__Page extract__

HMS Centurion was attached upon completion to the 2nd Battle Squadron, led by sister-ship HMS King George V. She was present at the Battle of Jutland as part of the main body of Grand Fleet under the command of Captain Michael Culme-Seymour. She was third in line in the First Division of the Fleet behind HMS King George V and HMS Ajax.
After duty in the North Sea (where she was commanded for a time by Roger Keyes) she was sent to the Eastern Mediterranean in 1918 with HMS Superb to oversee the capitulation of the Ottoman Empire. In 1919 HMS Centurion was dispatched to the Black Sea in the Allied Intervention in the Russian Civil War.
With the signing of the Washington Naval Treaty HMS Centurion was decommissioned and made a target ship to replace HMS Agamemnon in 1924. She remained in this role at Portsmouth Harbour until April 1941, where she was fitted with a false superstructure so as to resemble the battleship HMS Anson then building at HM Dockyard, Portsmouth.
She began her new career as a false battleship in Apr 1941 based out of Gibraltar. She made a troublesome voyage from Gibraltar to Port Said around the southern tip of Africa, then participated in Operation Vigorous, one of the Malta-bound convoys, in Jun 1942. She also spent time off Suez to provide additional anti-aircraft weaponry to British task forces. She left the Mediterranean Sea in Jan 1944 for a return trip to Britain, where she ran aground and required repairs.

__Supplied records__

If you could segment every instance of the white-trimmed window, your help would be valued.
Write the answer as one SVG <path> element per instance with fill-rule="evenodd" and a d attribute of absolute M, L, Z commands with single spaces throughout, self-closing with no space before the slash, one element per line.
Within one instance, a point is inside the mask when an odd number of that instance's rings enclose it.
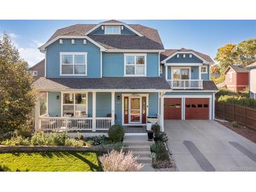
<path fill-rule="evenodd" d="M 87 75 L 87 53 L 60 53 L 60 75 Z"/>
<path fill-rule="evenodd" d="M 63 116 L 81 117 L 88 114 L 86 92 L 65 92 L 62 97 Z"/>
<path fill-rule="evenodd" d="M 228 73 L 229 74 L 229 81 L 232 82 L 233 81 L 233 73 Z"/>
<path fill-rule="evenodd" d="M 31 71 L 31 74 L 34 76 L 37 76 L 37 71 Z"/>
<path fill-rule="evenodd" d="M 125 76 L 146 76 L 147 54 L 124 54 Z"/>
<path fill-rule="evenodd" d="M 109 25 L 105 27 L 105 34 L 120 34 L 121 26 L 119 25 Z"/>
<path fill-rule="evenodd" d="M 207 74 L 208 73 L 207 66 L 202 66 L 201 67 L 201 74 Z"/>

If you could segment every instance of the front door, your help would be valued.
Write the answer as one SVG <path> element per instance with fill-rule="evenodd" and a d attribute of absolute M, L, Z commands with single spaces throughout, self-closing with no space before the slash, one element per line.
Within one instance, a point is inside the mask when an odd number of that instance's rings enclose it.
<path fill-rule="evenodd" d="M 130 123 L 142 123 L 141 97 L 130 98 Z"/>

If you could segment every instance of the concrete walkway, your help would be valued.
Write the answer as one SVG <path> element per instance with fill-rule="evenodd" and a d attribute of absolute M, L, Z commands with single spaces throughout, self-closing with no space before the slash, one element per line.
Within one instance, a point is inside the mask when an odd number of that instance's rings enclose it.
<path fill-rule="evenodd" d="M 212 121 L 165 121 L 179 171 L 256 171 L 256 144 Z"/>

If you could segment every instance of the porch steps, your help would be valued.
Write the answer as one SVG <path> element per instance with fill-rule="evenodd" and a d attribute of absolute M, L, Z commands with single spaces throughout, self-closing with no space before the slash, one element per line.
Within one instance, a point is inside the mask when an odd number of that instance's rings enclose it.
<path fill-rule="evenodd" d="M 135 156 L 138 156 L 137 161 L 142 163 L 151 163 L 150 146 L 153 142 L 147 141 L 147 136 L 125 136 L 123 144 L 127 146 L 126 149 L 132 151 Z"/>

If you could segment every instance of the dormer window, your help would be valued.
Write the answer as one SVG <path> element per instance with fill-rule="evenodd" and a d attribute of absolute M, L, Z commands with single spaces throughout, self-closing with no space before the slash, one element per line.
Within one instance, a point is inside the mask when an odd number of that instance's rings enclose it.
<path fill-rule="evenodd" d="M 113 25 L 113 26 L 105 26 L 105 34 L 121 34 L 121 26 Z"/>

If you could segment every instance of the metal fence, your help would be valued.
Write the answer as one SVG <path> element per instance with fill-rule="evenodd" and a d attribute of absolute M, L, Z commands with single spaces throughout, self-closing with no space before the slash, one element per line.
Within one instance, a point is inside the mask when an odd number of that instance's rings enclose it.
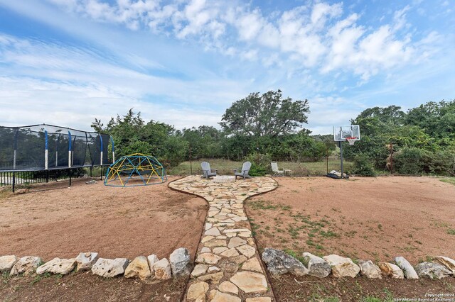
<path fill-rule="evenodd" d="M 108 165 L 44 171 L 0 172 L 0 187 L 11 186 L 14 191 L 17 187 L 28 188 L 36 184 L 55 181 L 68 181 L 68 185 L 71 186 L 72 179 L 85 175 L 102 179 L 106 166 Z"/>

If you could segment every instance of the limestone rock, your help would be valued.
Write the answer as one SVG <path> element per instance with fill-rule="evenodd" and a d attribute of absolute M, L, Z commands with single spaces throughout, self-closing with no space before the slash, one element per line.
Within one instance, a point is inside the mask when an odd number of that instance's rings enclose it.
<path fill-rule="evenodd" d="M 262 252 L 262 260 L 272 274 L 291 273 L 296 276 L 308 274 L 308 269 L 299 260 L 284 252 L 267 247 Z"/>
<path fill-rule="evenodd" d="M 220 269 L 219 267 L 210 267 L 208 268 L 208 269 L 207 269 L 207 272 L 208 273 L 216 273 L 218 272 L 220 272 L 221 269 Z"/>
<path fill-rule="evenodd" d="M 208 291 L 208 284 L 196 282 L 190 285 L 186 293 L 188 302 L 205 302 L 205 293 Z"/>
<path fill-rule="evenodd" d="M 213 249 L 213 253 L 215 254 L 221 254 L 222 252 L 223 252 L 224 251 L 227 251 L 228 249 L 226 247 L 215 247 Z M 203 252 L 203 251 L 200 251 L 200 252 Z M 209 251 L 210 252 L 210 251 Z"/>
<path fill-rule="evenodd" d="M 207 269 L 208 269 L 208 265 L 206 264 L 197 264 L 194 267 L 193 272 L 191 272 L 191 277 L 196 278 L 199 276 L 202 276 L 205 272 L 207 272 Z"/>
<path fill-rule="evenodd" d="M 261 267 L 261 264 L 255 257 L 245 262 L 242 265 L 242 269 L 257 272 L 258 273 L 262 272 L 262 267 Z"/>
<path fill-rule="evenodd" d="M 245 255 L 247 258 L 251 258 L 256 254 L 256 249 L 248 245 L 240 245 L 237 247 L 237 250 Z"/>
<path fill-rule="evenodd" d="M 155 279 L 159 280 L 166 280 L 171 279 L 172 274 L 171 273 L 171 264 L 167 259 L 163 258 L 154 264 L 154 271 L 155 272 Z"/>
<path fill-rule="evenodd" d="M 218 291 L 223 293 L 234 293 L 235 295 L 239 294 L 239 289 L 231 282 L 225 281 L 218 286 Z"/>
<path fill-rule="evenodd" d="M 216 255 L 210 252 L 205 252 L 198 255 L 196 262 L 208 264 L 216 264 L 220 259 L 221 257 L 220 256 L 217 256 Z"/>
<path fill-rule="evenodd" d="M 92 274 L 110 278 L 124 273 L 127 266 L 127 258 L 98 258 L 92 267 Z"/>
<path fill-rule="evenodd" d="M 98 259 L 97 252 L 81 252 L 76 257 L 76 272 L 88 271 Z"/>
<path fill-rule="evenodd" d="M 415 272 L 419 277 L 441 279 L 452 274 L 446 267 L 439 263 L 422 262 L 415 266 Z"/>
<path fill-rule="evenodd" d="M 11 271 L 13 265 L 19 261 L 19 257 L 14 255 L 0 257 L 0 272 Z"/>
<path fill-rule="evenodd" d="M 407 259 L 402 257 L 395 257 L 397 265 L 403 271 L 403 274 L 407 279 L 419 279 L 417 273 L 415 272 L 414 267 Z"/>
<path fill-rule="evenodd" d="M 65 275 L 71 272 L 76 266 L 76 259 L 54 258 L 36 269 L 36 274 L 41 275 L 46 272 Z"/>
<path fill-rule="evenodd" d="M 308 274 L 318 278 L 326 278 L 332 272 L 328 262 L 320 257 L 309 252 L 304 252 L 304 264 L 308 269 Z"/>
<path fill-rule="evenodd" d="M 229 250 L 227 250 L 224 251 L 223 252 L 220 253 L 220 255 L 221 256 L 227 257 L 228 258 L 230 258 L 232 257 L 238 256 L 240 254 L 239 254 L 239 252 L 237 251 L 237 250 L 235 250 L 234 247 L 232 247 L 232 248 L 230 248 Z"/>
<path fill-rule="evenodd" d="M 360 268 L 350 258 L 329 255 L 323 258 L 330 264 L 334 277 L 350 276 L 354 278 L 360 272 Z"/>
<path fill-rule="evenodd" d="M 226 240 L 224 239 L 212 239 L 204 242 L 204 246 L 207 247 L 225 247 Z"/>
<path fill-rule="evenodd" d="M 245 302 L 272 302 L 272 298 L 270 297 L 247 298 Z"/>
<path fill-rule="evenodd" d="M 455 260 L 444 256 L 437 256 L 436 258 L 434 258 L 434 260 L 446 267 L 455 275 Z"/>
<path fill-rule="evenodd" d="M 145 256 L 139 256 L 128 264 L 125 269 L 125 278 L 140 278 L 141 280 L 151 276 L 149 262 Z"/>
<path fill-rule="evenodd" d="M 220 280 L 224 276 L 224 273 L 223 272 L 220 272 L 218 273 L 213 274 L 208 274 L 206 275 L 203 275 L 198 277 L 198 280 L 203 281 L 205 282 L 208 282 L 212 284 L 218 284 L 220 283 Z"/>
<path fill-rule="evenodd" d="M 247 242 L 245 241 L 243 239 L 238 237 L 234 237 L 231 238 L 230 240 L 229 240 L 229 244 L 228 245 L 228 247 L 230 249 L 231 247 L 240 247 L 240 245 L 243 245 L 246 244 L 247 244 Z"/>
<path fill-rule="evenodd" d="M 151 255 L 147 256 L 147 262 L 149 262 L 149 267 L 150 267 L 150 274 L 151 276 L 153 278 L 155 275 L 155 270 L 154 269 L 154 264 L 158 261 L 159 259 L 156 257 L 156 255 L 152 254 Z"/>
<path fill-rule="evenodd" d="M 210 302 L 241 302 L 242 300 L 239 297 L 236 297 L 229 293 L 216 291 L 215 296 Z"/>
<path fill-rule="evenodd" d="M 247 260 L 247 257 L 242 255 L 229 259 L 229 261 L 230 261 L 231 262 L 235 262 L 237 264 L 241 264 Z"/>
<path fill-rule="evenodd" d="M 35 272 L 40 263 L 41 263 L 41 258 L 39 257 L 23 257 L 13 265 L 9 274 L 16 275 L 23 273 L 24 275 L 28 276 Z"/>
<path fill-rule="evenodd" d="M 193 264 L 190 252 L 185 247 L 178 248 L 169 256 L 172 274 L 174 276 L 188 276 L 191 273 Z"/>
<path fill-rule="evenodd" d="M 209 230 L 207 230 L 204 233 L 204 235 L 210 235 L 210 236 L 219 236 L 221 235 L 221 233 L 220 233 L 220 230 L 214 227 Z"/>
<path fill-rule="evenodd" d="M 390 276 L 393 279 L 404 279 L 403 271 L 395 264 L 387 262 L 379 262 L 379 268 L 385 276 Z"/>
<path fill-rule="evenodd" d="M 252 272 L 239 272 L 230 279 L 245 293 L 262 293 L 267 290 L 265 276 Z"/>
<path fill-rule="evenodd" d="M 382 279 L 381 269 L 371 260 L 359 260 L 360 274 L 368 279 Z"/>

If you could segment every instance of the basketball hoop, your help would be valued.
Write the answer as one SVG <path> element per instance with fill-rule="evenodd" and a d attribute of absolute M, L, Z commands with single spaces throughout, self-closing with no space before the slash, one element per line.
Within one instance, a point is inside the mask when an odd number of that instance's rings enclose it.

__What you need to do__
a) Turn the records in the stretch from the line containing "If you could segment every instance of the front" through the line containing "135 156 L 138" into a two-column CSV with the columns input and output. Give one row per record, with its text and its answer each in a single quoted field and line breaks replaced by spaces.
b) Extend the account of HMS Centurion's career from the point where it stops.

__Outputs in order__
a)
input,output
"If you could segment every instance of the front door, your help would be valued. Write the answer as one SVG <path> element per instance with fill-rule=""evenodd"" and a d attribute of absolute M, L, Z commands with single spaces throughout, self-closing with no space before the slash, one element per line. Within one instance, a point is inside the mask when an odd number of that instance's rings enclose it.","<path fill-rule=""evenodd"" d=""M 130 123 L 142 123 L 141 97 L 130 98 Z""/>"
"If you could segment every instance of the concrete walkway, your help would be valued. Write the answer as one SVG <path> element per instance with fill-rule=""evenodd"" and a d attribute of absolute M, L, Z commands with single spaces throughout, self-closing with no space before the slash, one element per line. Within one instance, a point is inside the mask when an odd number of that instance's rings enclose it.","<path fill-rule=""evenodd"" d=""M 212 121 L 165 121 L 179 171 L 256 171 L 256 144 Z""/>"
"If you could segment every instance of the porch steps, your help would be valued. Write the answer as one SVG <path> element per instance with fill-rule=""evenodd"" and a d attribute of absolute M, L, Z commands with single spaces throughout, self-closing with no space before the slash, one element per line. Within one instance, a point is inside the mask when an odd number of that instance's rings enclose it.","<path fill-rule=""evenodd"" d=""M 135 156 L 138 156 L 137 161 L 142 163 L 151 163 L 150 146 L 153 142 L 147 141 L 147 136 L 125 136 L 123 144 L 127 146 L 126 149 L 132 151 Z""/>"

b)
On 4 April 1941, the Admiralty suggested that a heavy naval bombardment of the Libyan city of Tripoli should be made by the Mediterranean Fleet and followed up by blocking the port with a block ship, HMS Centurion. Admiral Andrew Cunningham declined the offer due to her slow speeds and heavy enemy air cover, so this idea was shelved.
In June 1942, she sailed with Operation Vigorous in the eastern Mediterranean to simulate an operational battleship. Between 1942 and 1944 HMS Centurion was stationed off Suez as an anti-aircraft ship and to give pause to Regia Marina action in the area—the Italians thought that her false wooden 13.5-inch guns were real and kept their super-dreadnoughts away. Her final act after a long and somewhat understated career was to be sunk as a breakwater off the Normandy beaches after D-Day. Reportedly the Germans thought that the old vessel had been sunk by shore batteries of the German 352nd Division with great loss of life when only 70 crewmen were observed leaving the sinking vessel; in fact the 70 men were the entire crew.
HMS CENTURION
Builder: HM Dockyard, Devonport
Laid down: 16 January 1911
Launched: 18 November 1911
Commissioned: May 1913
Decommissioned: 1924
Fate: 7 June 1944 Sunk as a Mulberry harbour blockship off Arromanches,
General characteristics
Displacement: 25,500 tons (25,900 tonnes)
Length: 597 ft 6 in (182.12 m)
Beam: 89 ft (27 m)
Draft: 28 ft 8 in (8.74 m)
Speed: 21 knots (38.9 km/h)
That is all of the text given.